Lista de tarefas –
1. Extraia do trecho sobre as partes do ciclo a passagem que começa em "É igualmente fácil" e termina em "preliminares estejam disponíveis.", sem alterar nenhuma palavra.
2. Dê continuidade ao trecho sobre a interação entre as partes do ciclo, escrevendo o que viria logo depois da última frase.

Trecho para leitura –
◆ ◆ ◆ ◆ ◆ ◆ ◆
É igualmente fácil imaginar este tipo de interação entre as partes do ciclo também. Os profissionais que efetuam as coletas e os analistas, inevitavelmente, irão ir e voltar, quando os analistas tentarem adicionar mais detalhes aos seus relatórios e os profissionais de coleta devem adicionar mais informações as coleções. É ainda possível que as partes do ciclo que não são adjacentes umas as outras trabalhar bem juntas, como um analista e o responsável pela disseminação do produto final ( em sua forma oral ). Tomadores de decisão, também, podem muito bem continuar envolvidos em todo o processo, buscando relatórios de status e talvez até mesmo modificar suas exigências, adicionando novas informações antes que as análises preliminares estejam disponíveis.
◆ ◆ ◆ ◆ ◆ ◆ ◆
Dados extraídos –
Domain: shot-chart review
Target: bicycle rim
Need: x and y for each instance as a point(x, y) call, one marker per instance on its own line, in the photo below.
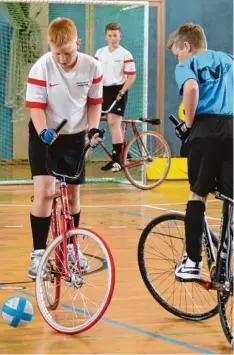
point(225, 303)
point(147, 160)
point(84, 297)
point(160, 248)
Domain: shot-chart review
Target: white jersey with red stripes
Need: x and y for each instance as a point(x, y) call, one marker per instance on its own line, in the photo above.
point(116, 65)
point(65, 94)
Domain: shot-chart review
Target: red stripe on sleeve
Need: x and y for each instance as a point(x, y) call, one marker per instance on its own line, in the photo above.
point(97, 80)
point(95, 101)
point(37, 82)
point(129, 72)
point(129, 61)
point(32, 104)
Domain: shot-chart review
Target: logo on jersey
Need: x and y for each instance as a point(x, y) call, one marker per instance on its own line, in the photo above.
point(51, 85)
point(82, 83)
point(209, 75)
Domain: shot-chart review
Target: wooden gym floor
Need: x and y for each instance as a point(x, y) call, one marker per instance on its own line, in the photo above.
point(134, 322)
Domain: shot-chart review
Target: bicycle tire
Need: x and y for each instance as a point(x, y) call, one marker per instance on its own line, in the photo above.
point(177, 222)
point(133, 151)
point(90, 317)
point(224, 302)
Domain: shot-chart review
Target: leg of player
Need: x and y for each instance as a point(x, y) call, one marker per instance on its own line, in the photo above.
point(74, 204)
point(44, 186)
point(114, 122)
point(191, 264)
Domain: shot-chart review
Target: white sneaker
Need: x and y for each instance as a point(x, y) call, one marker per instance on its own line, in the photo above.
point(36, 256)
point(84, 264)
point(188, 270)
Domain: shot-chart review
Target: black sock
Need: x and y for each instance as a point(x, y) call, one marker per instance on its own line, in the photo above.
point(194, 227)
point(116, 152)
point(40, 229)
point(76, 219)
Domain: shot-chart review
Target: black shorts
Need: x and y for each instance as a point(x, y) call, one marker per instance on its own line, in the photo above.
point(65, 154)
point(109, 96)
point(210, 166)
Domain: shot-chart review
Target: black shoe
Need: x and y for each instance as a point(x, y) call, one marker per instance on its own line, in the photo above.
point(108, 166)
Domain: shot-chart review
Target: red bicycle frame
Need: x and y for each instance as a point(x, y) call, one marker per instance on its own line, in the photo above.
point(136, 133)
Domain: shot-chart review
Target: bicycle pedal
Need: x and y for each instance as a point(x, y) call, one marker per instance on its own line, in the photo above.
point(179, 279)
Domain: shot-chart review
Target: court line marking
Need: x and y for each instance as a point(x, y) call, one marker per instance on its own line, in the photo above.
point(70, 340)
point(142, 331)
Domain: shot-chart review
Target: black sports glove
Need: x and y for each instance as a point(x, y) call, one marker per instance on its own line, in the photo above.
point(182, 131)
point(93, 131)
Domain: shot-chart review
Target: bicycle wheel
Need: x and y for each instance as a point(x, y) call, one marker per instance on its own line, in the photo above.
point(225, 304)
point(147, 160)
point(84, 297)
point(160, 248)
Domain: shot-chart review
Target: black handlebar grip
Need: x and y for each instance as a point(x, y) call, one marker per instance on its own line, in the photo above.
point(102, 132)
point(60, 126)
point(174, 120)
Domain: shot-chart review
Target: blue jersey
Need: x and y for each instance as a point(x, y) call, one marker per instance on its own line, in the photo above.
point(213, 72)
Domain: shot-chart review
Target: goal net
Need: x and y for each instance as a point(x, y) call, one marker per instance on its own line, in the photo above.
point(23, 39)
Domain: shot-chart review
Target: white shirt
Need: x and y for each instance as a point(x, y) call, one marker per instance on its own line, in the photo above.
point(116, 65)
point(64, 94)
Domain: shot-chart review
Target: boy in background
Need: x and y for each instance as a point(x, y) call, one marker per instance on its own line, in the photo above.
point(119, 73)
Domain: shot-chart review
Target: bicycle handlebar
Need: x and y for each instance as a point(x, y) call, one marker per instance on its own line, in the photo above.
point(110, 108)
point(60, 126)
point(174, 120)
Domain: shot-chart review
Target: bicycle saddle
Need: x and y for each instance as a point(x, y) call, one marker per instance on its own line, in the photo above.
point(154, 121)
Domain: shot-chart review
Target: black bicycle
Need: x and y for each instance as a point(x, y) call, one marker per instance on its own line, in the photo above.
point(162, 246)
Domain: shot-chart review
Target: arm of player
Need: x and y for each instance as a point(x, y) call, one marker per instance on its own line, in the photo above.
point(128, 83)
point(36, 96)
point(130, 71)
point(39, 119)
point(190, 99)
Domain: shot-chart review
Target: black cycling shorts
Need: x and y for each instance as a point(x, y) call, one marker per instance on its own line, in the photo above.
point(109, 95)
point(65, 154)
point(210, 166)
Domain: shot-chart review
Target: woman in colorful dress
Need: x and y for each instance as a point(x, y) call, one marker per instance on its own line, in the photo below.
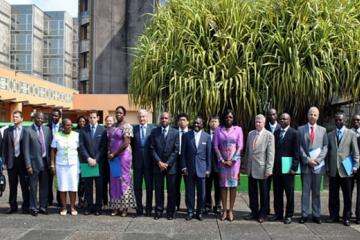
◆ ◆ ◆ ◆ ◆ ◆ ◆
Respostas dadas –
1.
É igualmente fácil imaginar este tipo de interação entre as partes do ciclo também. Os profissionais que efetuam as coletas e os analistas, inevitavelmente, irão ir e voltar, quando os analistas tentarem adicionar mais detalhes aos seus relatórios e os profissionais de coleta devem adicionar mais informações as coleções. É ainda possível que as partes do ciclo que não são adjacentes umas as outras trabalhar bem juntas, como um analista e o responsável pela disseminação do produto final ( em sua forma oral ). Tomadores de decisão, também, podem muito bem continuar envolvidos em todo o processo, buscando relatórios de status e talvez até mesmo modificar suas exigências, adicionando novas informações antes que as análises preliminares estejam disponíveis.

2.
A documentação principal do exército americano em sua versão 2.0 ( Joint Staff Publication 2.0 ) , é mais incisiva sobre o assunto:

Em muitas situações, as várias operações de inteligência correm simultaneamente uma com a outra ou podem ser ignoradas por completo. Por exemplo, um pedido de imagens vai exigir atividades de planejamento e direção, mas pode não envolver uma nova atividade de coleta, processamento ou exploração. Neste exemplo, a requisição de imagens poderia ir diretamente para uma unidade de produção onde as imagens já foram previamente adquiridas e elas somente seriam revisadas para determinar se satisfarão o pedido. Da mesma forma, durante o processamento e exploração, informações pertinentes podem ser divulgadas para o usuário, sem antes passar por uma análise detalhada de todas as fontes e produção de inteligência. Informações de combate significativas não analisadas devem ser simultaneamente disponíveis tanto para o comandante ( o tomador de decisão em tempo real ) e para o analista de inteligência ( para prrodução de avaliações de inteligência atualizadas ). Além disto, as atividades de cada tipo de operação de inteligência são realizadas de forma contínua e em conjunto com as atividades de cada uma das categorias de operações de inteligência. Por exemplo, o planejamento de inteligência está atualizado com base em requisitos de informação anteriores que foram satisfeitos durante o processo de coleta e sobre as novas exigências que estão sendo identificadas durante o processo de análise de produção.

A situação é ainda mais complexa quando você imagina uma unidade de inteligência sem equipes de pessoas dedicadas a cada uma das partes do ciclo. Em situações que envolvem pequenos setores de inteligência, onde uma simples coleta individual, processa, traduz, analisa formatos e chega ao produto final de inteligência, o ciclo se rompe totalmente.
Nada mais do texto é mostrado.